» **WHAT IS REQUIRED**: Rewrite every line between the line holding "Would you mind spotting the arched gateway" and the end of the material, inclusive, scaling each point coordinate in the answers by 1.05 and rounding to whole numbers, halves up. Keep all other text unchanged.

start MATERIAL PROVIDED

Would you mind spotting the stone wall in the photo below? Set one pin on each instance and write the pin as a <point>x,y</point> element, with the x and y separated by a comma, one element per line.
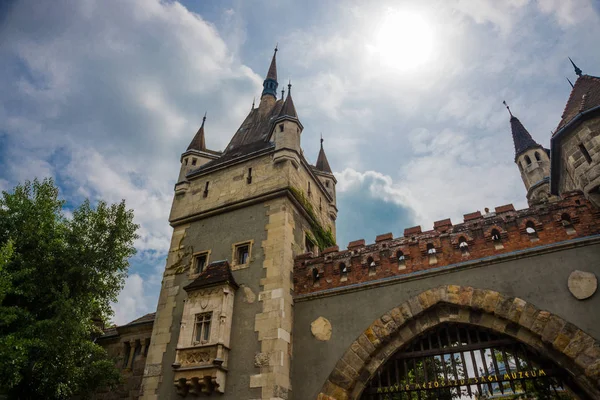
<point>538,276</point>
<point>479,237</point>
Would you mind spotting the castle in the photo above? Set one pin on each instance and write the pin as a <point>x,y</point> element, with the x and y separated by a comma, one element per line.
<point>258,301</point>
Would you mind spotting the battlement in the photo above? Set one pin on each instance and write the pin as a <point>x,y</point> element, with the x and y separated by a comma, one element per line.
<point>480,235</point>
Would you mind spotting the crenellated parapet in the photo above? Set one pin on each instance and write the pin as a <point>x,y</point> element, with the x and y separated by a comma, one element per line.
<point>480,235</point>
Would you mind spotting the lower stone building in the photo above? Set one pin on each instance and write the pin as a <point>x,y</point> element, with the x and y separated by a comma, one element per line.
<point>258,302</point>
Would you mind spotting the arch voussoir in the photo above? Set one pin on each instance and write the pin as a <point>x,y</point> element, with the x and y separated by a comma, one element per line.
<point>572,349</point>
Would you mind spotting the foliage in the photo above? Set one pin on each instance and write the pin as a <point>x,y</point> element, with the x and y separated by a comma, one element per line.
<point>57,275</point>
<point>322,238</point>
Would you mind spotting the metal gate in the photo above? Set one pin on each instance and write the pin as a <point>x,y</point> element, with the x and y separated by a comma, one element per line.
<point>457,361</point>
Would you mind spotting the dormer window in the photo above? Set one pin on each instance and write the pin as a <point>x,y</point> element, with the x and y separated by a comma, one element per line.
<point>202,327</point>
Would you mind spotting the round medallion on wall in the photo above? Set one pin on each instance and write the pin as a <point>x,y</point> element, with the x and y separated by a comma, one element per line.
<point>321,329</point>
<point>582,284</point>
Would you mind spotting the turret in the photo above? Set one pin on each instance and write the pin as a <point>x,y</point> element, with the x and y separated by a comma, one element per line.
<point>196,154</point>
<point>287,128</point>
<point>533,161</point>
<point>323,171</point>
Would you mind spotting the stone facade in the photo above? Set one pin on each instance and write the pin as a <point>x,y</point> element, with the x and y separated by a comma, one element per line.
<point>257,301</point>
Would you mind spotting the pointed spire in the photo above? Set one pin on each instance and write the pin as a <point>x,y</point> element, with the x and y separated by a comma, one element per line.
<point>322,163</point>
<point>288,109</point>
<point>270,83</point>
<point>272,74</point>
<point>578,71</point>
<point>198,142</point>
<point>521,137</point>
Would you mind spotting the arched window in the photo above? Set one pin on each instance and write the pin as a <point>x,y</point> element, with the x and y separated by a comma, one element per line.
<point>495,235</point>
<point>430,248</point>
<point>565,219</point>
<point>401,259</point>
<point>343,272</point>
<point>463,245</point>
<point>372,265</point>
<point>316,276</point>
<point>530,229</point>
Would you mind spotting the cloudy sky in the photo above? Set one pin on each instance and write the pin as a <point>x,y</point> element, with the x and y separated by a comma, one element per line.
<point>104,95</point>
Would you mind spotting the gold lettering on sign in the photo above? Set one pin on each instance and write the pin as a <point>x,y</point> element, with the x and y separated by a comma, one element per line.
<point>461,382</point>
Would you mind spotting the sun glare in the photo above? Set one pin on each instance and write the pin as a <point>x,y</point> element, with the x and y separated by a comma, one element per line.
<point>403,40</point>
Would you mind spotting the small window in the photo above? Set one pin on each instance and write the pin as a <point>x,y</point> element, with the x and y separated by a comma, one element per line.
<point>242,253</point>
<point>530,229</point>
<point>565,219</point>
<point>316,276</point>
<point>372,266</point>
<point>200,262</point>
<point>202,327</point>
<point>309,246</point>
<point>495,235</point>
<point>430,248</point>
<point>585,153</point>
<point>206,189</point>
<point>343,272</point>
<point>463,245</point>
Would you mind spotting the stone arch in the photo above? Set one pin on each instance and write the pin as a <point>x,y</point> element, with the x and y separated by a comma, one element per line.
<point>562,342</point>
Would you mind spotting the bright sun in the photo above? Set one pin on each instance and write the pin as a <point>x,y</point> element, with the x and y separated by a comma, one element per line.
<point>404,40</point>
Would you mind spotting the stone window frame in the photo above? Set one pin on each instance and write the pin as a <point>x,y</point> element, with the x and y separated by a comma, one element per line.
<point>234,262</point>
<point>202,341</point>
<point>193,263</point>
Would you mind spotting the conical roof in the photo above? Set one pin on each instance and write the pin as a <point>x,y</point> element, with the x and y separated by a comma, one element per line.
<point>198,142</point>
<point>584,96</point>
<point>521,137</point>
<point>322,163</point>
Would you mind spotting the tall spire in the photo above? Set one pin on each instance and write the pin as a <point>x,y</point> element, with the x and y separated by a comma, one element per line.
<point>578,71</point>
<point>521,137</point>
<point>288,109</point>
<point>270,83</point>
<point>322,163</point>
<point>198,142</point>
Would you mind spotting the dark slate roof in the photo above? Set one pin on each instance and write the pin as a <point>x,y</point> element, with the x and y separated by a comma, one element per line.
<point>216,273</point>
<point>322,163</point>
<point>521,137</point>
<point>251,136</point>
<point>198,142</point>
<point>584,96</point>
<point>146,318</point>
<point>272,73</point>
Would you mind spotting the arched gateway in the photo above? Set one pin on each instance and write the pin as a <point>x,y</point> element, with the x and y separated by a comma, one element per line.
<point>456,342</point>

end MATERIAL PROVIDED

» **SOLUTION FOR THIS PROBLEM**:
Would you mind spotting the arched gateway in the photo above? Set one pin on each instance and write the pin as a <point>x,y</point> element, with the x and y separated by a comma, one element per line.
<point>479,359</point>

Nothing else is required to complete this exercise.